▼

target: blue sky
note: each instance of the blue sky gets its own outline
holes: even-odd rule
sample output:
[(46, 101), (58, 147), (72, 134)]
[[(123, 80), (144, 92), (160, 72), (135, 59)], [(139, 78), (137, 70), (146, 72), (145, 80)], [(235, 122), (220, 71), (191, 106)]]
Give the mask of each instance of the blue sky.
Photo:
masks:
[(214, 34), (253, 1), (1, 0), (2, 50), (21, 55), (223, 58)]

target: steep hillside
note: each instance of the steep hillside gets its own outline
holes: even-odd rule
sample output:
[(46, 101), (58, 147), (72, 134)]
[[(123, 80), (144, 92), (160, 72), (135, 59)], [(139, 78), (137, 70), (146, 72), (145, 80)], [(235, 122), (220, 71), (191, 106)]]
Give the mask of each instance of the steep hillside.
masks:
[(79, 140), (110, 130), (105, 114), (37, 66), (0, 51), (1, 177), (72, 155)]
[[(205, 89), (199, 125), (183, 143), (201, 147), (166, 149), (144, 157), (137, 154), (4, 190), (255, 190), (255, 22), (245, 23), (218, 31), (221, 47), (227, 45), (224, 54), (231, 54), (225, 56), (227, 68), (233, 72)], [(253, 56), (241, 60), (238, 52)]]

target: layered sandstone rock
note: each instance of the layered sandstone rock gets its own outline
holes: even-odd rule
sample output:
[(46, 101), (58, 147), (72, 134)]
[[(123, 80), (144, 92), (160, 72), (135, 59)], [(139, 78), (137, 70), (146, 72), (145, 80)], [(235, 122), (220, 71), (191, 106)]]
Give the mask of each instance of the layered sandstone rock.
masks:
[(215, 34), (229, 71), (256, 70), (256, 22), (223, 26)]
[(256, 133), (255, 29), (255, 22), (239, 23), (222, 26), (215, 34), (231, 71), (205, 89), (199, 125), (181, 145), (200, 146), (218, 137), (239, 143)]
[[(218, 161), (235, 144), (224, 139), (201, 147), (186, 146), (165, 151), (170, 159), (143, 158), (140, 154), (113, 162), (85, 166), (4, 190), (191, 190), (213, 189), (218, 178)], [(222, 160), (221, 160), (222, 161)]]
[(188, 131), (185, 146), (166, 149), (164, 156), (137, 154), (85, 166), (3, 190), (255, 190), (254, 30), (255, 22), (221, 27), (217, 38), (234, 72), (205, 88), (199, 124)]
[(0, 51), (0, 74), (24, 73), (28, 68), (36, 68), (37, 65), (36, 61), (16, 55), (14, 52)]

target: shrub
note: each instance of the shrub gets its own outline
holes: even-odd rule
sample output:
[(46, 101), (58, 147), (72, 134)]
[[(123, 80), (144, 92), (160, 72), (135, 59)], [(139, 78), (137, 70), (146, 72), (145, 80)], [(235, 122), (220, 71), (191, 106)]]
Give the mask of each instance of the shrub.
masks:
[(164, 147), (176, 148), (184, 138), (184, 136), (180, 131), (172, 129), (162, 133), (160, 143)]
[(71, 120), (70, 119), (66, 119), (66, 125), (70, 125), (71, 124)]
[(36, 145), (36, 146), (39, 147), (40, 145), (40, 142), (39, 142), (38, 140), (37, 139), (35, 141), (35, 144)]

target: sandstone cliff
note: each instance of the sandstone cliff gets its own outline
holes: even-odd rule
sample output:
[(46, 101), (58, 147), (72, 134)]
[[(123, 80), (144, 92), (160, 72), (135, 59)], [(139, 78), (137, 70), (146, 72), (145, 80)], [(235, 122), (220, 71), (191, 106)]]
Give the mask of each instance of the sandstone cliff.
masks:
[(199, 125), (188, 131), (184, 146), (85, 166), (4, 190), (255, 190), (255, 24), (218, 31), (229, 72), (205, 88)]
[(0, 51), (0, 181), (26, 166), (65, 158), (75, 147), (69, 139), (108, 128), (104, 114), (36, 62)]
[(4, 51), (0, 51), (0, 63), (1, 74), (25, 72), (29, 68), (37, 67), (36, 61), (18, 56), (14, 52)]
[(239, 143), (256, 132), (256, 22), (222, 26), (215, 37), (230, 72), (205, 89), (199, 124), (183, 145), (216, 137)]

▲

_Requirements_: Could you revise the data above by replacing "even-odd rule" with "nonzero winding rule" throughout, leaving every other line unchanged?

_Task answer_:
target: blue sky
note: each instance of the blue sky gets its own outline
holes: nonzero winding rule
sample output:
[(46, 101), (58, 147), (72, 134)]
[[(123, 80), (144, 92), (160, 72), (135, 59)], [(139, 78), (137, 70), (146, 72), (145, 80)], [(235, 122), (220, 71), (191, 106)]]
Give the mask of each instance of the blue sky.
Photo:
masks:
[(214, 34), (253, 1), (1, 0), (2, 50), (21, 55), (223, 58)]

target: steep hillside
note: each instance of the steep hillside gets its own outline
holes: nonzero winding rule
sample output:
[(46, 101), (58, 147), (72, 134)]
[[(123, 80), (144, 92), (160, 72), (135, 59)], [(139, 78), (137, 70), (146, 72), (145, 80)], [(235, 122), (220, 71), (191, 106)]]
Give the mask of each instance of the steep hillside.
masks:
[(79, 140), (110, 130), (105, 114), (37, 66), (0, 51), (1, 177), (72, 155)]
[[(205, 89), (199, 125), (183, 143), (201, 147), (166, 149), (144, 157), (137, 154), (4, 190), (255, 190), (255, 22), (245, 23), (218, 31), (221, 47), (227, 45), (224, 54), (231, 54), (225, 56), (227, 68), (233, 72)], [(253, 56), (241, 60), (238, 52)]]

target: layered sandstone rock
note: each instance of the layered sandstone rock gets its own outline
holes: nonzero winding rule
sample output:
[(46, 101), (58, 147), (72, 134)]
[[(123, 80), (144, 92), (160, 72), (135, 59)], [(139, 78), (137, 70), (146, 72), (145, 80)], [(235, 122), (220, 71), (191, 106)]]
Give the mask of each instance of the layered sandstone rock.
masks:
[(215, 34), (229, 71), (256, 70), (256, 22), (223, 26)]
[(256, 133), (255, 29), (255, 22), (239, 23), (222, 26), (215, 34), (231, 71), (205, 89), (199, 125), (181, 145), (200, 146), (218, 137), (239, 143)]
[[(218, 161), (235, 144), (224, 139), (201, 147), (186, 146), (165, 151), (170, 159), (143, 158), (140, 154), (113, 162), (85, 166), (4, 190), (191, 190), (213, 189), (218, 178)], [(222, 160), (221, 160), (222, 161)]]
[(188, 131), (185, 146), (166, 149), (164, 156), (137, 154), (85, 166), (3, 190), (255, 190), (254, 30), (255, 22), (221, 27), (217, 38), (234, 72), (205, 88), (199, 124)]
[(0, 51), (0, 74), (24, 73), (28, 68), (36, 68), (37, 65), (36, 61), (16, 55), (14, 52)]

target: shrub
note: each instance of the shrub gets its own outline
holes: nonzero winding rule
sample output:
[(46, 101), (58, 147), (72, 134)]
[[(123, 80), (144, 92), (160, 72), (135, 59)], [(139, 78), (137, 70), (146, 72), (145, 80)], [(235, 122), (220, 71), (191, 106)]]
Give the mask of each instance of the shrub.
masks:
[(164, 147), (176, 148), (184, 138), (184, 136), (180, 131), (172, 129), (162, 133), (160, 143)]
[(71, 120), (70, 119), (66, 119), (66, 125), (70, 125), (71, 124)]
[(36, 145), (36, 146), (39, 147), (40, 145), (40, 142), (39, 142), (38, 140), (37, 139), (35, 141), (35, 144)]

target: sandstone cliff
note: each instance of the sandstone cliff gets its own outline
holes: nonzero winding rule
sample output:
[(46, 101), (58, 147), (72, 134)]
[[(123, 80), (144, 92), (160, 72), (135, 59)], [(139, 78), (137, 70), (146, 72), (145, 80)], [(235, 122), (220, 71), (191, 106)]]
Give the mask of each instance of the sandstone cliff.
masks:
[(199, 125), (188, 131), (184, 146), (85, 166), (4, 190), (255, 190), (255, 24), (218, 31), (229, 72), (205, 88)]
[(0, 51), (0, 181), (26, 166), (65, 158), (75, 147), (69, 139), (108, 128), (104, 114), (36, 62)]
[(4, 51), (0, 51), (0, 63), (1, 74), (25, 72), (29, 68), (37, 67), (36, 61), (18, 56), (14, 52)]
[(239, 143), (256, 132), (256, 22), (222, 26), (215, 37), (230, 72), (205, 89), (199, 124), (183, 145), (216, 137)]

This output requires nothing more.